▶ **DESCRIPTION OF THE TASK**: Please output the entries below without altering a single character.

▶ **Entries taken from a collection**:
# # # # #

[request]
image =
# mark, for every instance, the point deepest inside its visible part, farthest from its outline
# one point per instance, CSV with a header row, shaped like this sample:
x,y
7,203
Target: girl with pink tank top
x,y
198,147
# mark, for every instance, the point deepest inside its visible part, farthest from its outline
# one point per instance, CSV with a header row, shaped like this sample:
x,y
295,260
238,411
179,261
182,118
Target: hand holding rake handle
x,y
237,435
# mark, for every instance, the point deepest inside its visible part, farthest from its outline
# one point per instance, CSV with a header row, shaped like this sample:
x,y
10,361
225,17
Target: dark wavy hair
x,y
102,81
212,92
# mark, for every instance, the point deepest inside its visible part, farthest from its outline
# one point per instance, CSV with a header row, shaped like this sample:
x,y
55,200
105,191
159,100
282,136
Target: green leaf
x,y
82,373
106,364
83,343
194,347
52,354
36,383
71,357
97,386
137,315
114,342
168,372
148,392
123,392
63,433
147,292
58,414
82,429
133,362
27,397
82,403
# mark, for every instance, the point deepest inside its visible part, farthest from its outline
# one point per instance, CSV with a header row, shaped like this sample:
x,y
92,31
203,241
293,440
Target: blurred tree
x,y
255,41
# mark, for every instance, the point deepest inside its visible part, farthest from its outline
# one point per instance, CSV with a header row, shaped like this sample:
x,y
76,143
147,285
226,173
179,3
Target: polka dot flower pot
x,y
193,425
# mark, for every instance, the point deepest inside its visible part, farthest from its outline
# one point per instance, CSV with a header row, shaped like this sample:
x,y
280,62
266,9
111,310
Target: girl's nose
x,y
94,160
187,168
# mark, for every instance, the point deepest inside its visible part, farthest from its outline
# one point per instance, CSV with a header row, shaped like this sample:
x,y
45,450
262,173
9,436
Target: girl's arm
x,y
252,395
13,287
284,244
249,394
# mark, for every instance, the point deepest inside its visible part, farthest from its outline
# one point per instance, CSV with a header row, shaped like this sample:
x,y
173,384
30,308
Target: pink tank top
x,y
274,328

# # # # #

▶ **YOUR SOLUTION**:
[request]
image =
# mark, for every instance, the point deepest inside its visible part, farthest from its outline
# one point per instance, CSV with a header row, shaped like this sample:
x,y
7,203
Target: girl with pink tank top
x,y
198,147
# mark, for every instance, the point deepest inside its visible part, farthest from its outline
# one point per instance, CSV with a header row, shaped like this sample:
x,y
295,260
238,411
179,261
182,118
Target: hand holding rake handle
x,y
237,435
# mark, for every instance, the point deepest inside its visible part, farthest from its outline
# one point per instance, CSV with a header row, shaped like this sample:
x,y
10,361
225,17
Target: dark wavy hair
x,y
102,81
212,92
# mark, for every instance, the point deepest inside its visible part, farthest from its outline
# one point per instance, CSV with a header row, shaped like this sample:
x,y
55,200
105,191
159,100
282,136
Target: green leaf
x,y
82,373
106,364
83,343
194,347
52,354
36,383
71,357
97,386
137,315
114,342
168,372
148,392
123,392
63,433
147,292
58,414
82,429
133,362
27,397
82,403
# mark, for every instance, the point deepest inside its visible part, farthest from its outline
# one point per instance, CSV with a header row, shaped like this sample:
x,y
92,31
203,241
293,440
Target: blurred tree
x,y
255,41
# mark, for every instance, the point deepest inside its visible part, farthest from its outline
# one point per instance, CSV with a header row, shaped like this sample:
x,y
76,143
147,285
226,173
179,3
Target: polka dot flower pot
x,y
193,425
# mark, for every instance, the point deepest inside its visible part, farthest from its outline
# one point per instance, CSV with a header row, shaped like this sample:
x,y
280,62
266,9
111,310
Target: girl's nose
x,y
94,160
187,168
# mark, for every instance, the point deepest inside its visible part, farthest from its outline
# one point per instance, CSV with a header row, shaped like this sample:
x,y
45,450
262,173
9,436
Target: girl's arm
x,y
252,395
13,287
284,244
249,394
# mark, for every instance, the point deepest inside its visible part, farthest from its outline
# one point per instance, CSV with a header row, shaped like this sample:
x,y
173,384
30,308
Target: pink tank top
x,y
274,328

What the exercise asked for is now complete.